* [TEXT SEGMENT]
Rounding The Edges, Chamfers And Fillets
By Neil Blevins
Created On: May 17th 2005
Updated On: Mar 13th 2008

Go here to read this tutorial in Russian.

For this lesson, we will delve into the subject of Fillets and Chamfers, and all the different techniques you can use to make them.

But first, what is a chamfer and fillet? In the pristine world of computer graphics, you have hard edges. When you make a cube, you get a sharp edge, when in real life, almost everything has a rounded edge, even if just ever so slightly. Take a look at the table below. On closer inspection, that hard edge you saw from across the room is actually chamfered. So if you want your cg to look more believable, getting those hard edges rounded is a must, it can make your work more realistic and more visually rich, since rounded edges can help pick up highlights that are otherwise unattainable by mathematically perfect corners.

Edge Of A Table

A Chamfer is when you take an edge and cut it at a 45 degree angle. A Fillet is similar, but fully rounds off the edge. Take a peak at the diagrams below.


Our Base Model

Here's our base model, all straight polygonal edges. You can download the model here in obj format.

Polys, 50 faces in viewport, 50 faces in render.

We will now use every method possible to chamfer or fillet the model. Here's a list of software and methods we will be using...
3DStudio MAX

Chamfer in Edit Poly

First lets use 3dsmax's chamfering feature inside of the Edit Poly modifier (you can use Edit Mesh or an Editable Poly too). Apply an Edit Poly modifier to the object, select all the hard edges, and hit chamfer.

Chamfered Polys
Chamfered Polys, 324 faces in viewport, 324 faces in render.

So this looks much better, notice the tiny highlights you're getting on those edges, it makes your model far more realistic and visually interesting. Unfortunately, the polycount has gone from 50 faces to 324 faces. However, since I performed the chamfer as part of an edit poly modifier, I can turn off the chamfering if the object is far away enough from the camera that you won't see it, or I can set the modifier to only calculate at rendertime, which will make the viewport polycount less expensive. Also, if I need to change the underlying geometry, I can get rid of my chamfering as opposed to trying to model around my chamfers. This is a really powerful feature of max's modifier stack.

Chamfering Multiple Times in Edit Poly

Similar to the regular chamfer method, except after you chamfer the edges once, you chamfer the resulting edges again.

This lets you get something similar to fillet, although it adds a lot of extra faces to your mesh. It can also create some unwanted extra geometry if you're not careful, especially at corners (see below), lots of tris (3 sided faces) and 6 sided faces which is not ideal.

Chamfer Bad Spot

And lastly, looking at the image below, the visual difference between your chamfer and your multiple chamfer is so slight the viewer may not notice it unless you're quite closer to your object, and hence it may not be worth doing.

* [SOURCE MATERIAL]
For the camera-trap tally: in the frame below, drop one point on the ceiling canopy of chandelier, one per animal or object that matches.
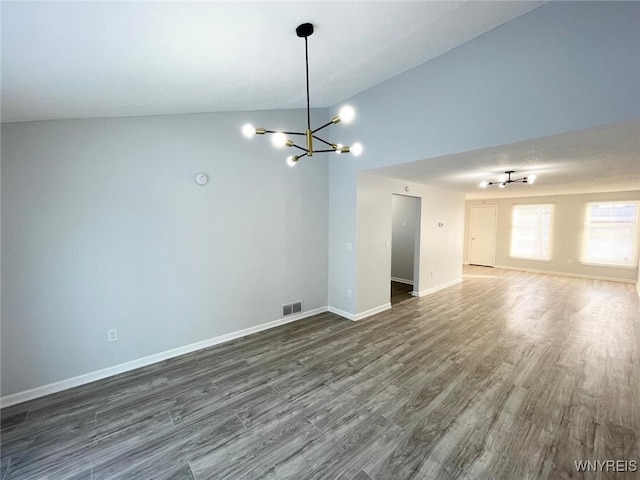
(280, 139)
(503, 182)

* [CHALLENGE 1] List every drawback that the tutorial on rounding edges gives for chamfering edges multiple times in Edit Poly.
* [CHALLENGE 2] Carry on the tutorial on rounding edges from the point where it stops.

* [FINAL RESULT 1]
- It adds a lot of extra faces to the mesh.
- It can create unwanted extra geometry if you're not careful, especially at corners.
- It produces lots of tris (three-sided faces) and six-sided faces, which is not ideal.
- The visual difference from a single chamfer is so slight that the viewer may not notice it unless quite close to the object, so it may not be worth doing.

* [FINAL RESULT 2]
Chamfered Polys
Chamfered Polys Multiple Times, 932 faces in viewport, 932 faces in render.

Chamfering with Segments in Edit Poly

Max 2008 adds a new feature to the regular chamfer that performs the Multiple chamfer shown above automatically. When doing the chamfer, just change the "Segments" spinner to a number above 1...

Here's a closer look at the results...

And here's the render...

Chamfered Polys With Segments, 562 faces in viewport, 562 faces in render.

This has many of the same advantages and disadvantages as the multiple chamfer method. There are a few differences though, for example 1) it's easier to apply, 2) it reduces the polycount by multi chamfering in a smarter way, and 3) The corners are also chamfered much nicer, although you'll note there are still plenty of triangles created at the corners if you look at the image above the last image.

Meshsmooth with Extra Loops

Now lets go one step further and go for a filleted edge, say we expect to see this object really close and so want a rounded edge vs a simple chamfer. Lets start with a subdiv. Subdivs in max are achieved using a modifier called meshsmooth (you can also use turbosmooth, which has fewer features, but takes up less memory). Here's an example...

Meshsmooth, 708 faces in viewport, 11328 faces in render.

That looks even better than the chamfered object, however, notice the facecount in the viewport has gone up again, and the facecount in the render has gone up considerably. This is due to two things. The viewport count has gone up because to get rounded edges using this technique, you need to place extra geometry around the edges. Without that geometry, the edges will become too smooth. Here's a snapshot of the extra geometry I had to add. To learn more about how to add these sort of extra edges to your geometry, visit the Sub-Division Primer.

Meshsmooth Edges

So it took me longer to add all that extra geometry (which means more modeling time per model), and the result has a lot of faces, but looks better than chamfered. Another disadvantage is that in 3dsmax, the subdiv is calculated as distinct steps. Other renderers can calculate the subdiv at rendertime, and only add as much geometry as needed to get the resulting surface. So if the object is far from the camera it will smooth less, and large flat areas will not smooth as much as the edges. In max, flat areas that don't need to be subdivided will be, which is partly why the render face count is so high...

Meshsmooth Edges Smoothed

Another advantage of this technique is that the corners are now all quads instead of the ugly tris you get with some of the other methods...

Meshsmooth with Creasing

Well, how about creases? Meshsmooth has something called creases (Turbosmooth does not, so you can't use turbosmooth for this technique). Instead of adding all the extra geometry in the mesh to define how smooth an edge is, you define how creased the edge is inside of meshsmooth by giving the edge a value, 0 for not creased, 1 for completely creased, and all values in between. Here's the results...

Meshsmooth Creases
Meshsmooth Creases, 50 faces in viewport, 1600 faces in render.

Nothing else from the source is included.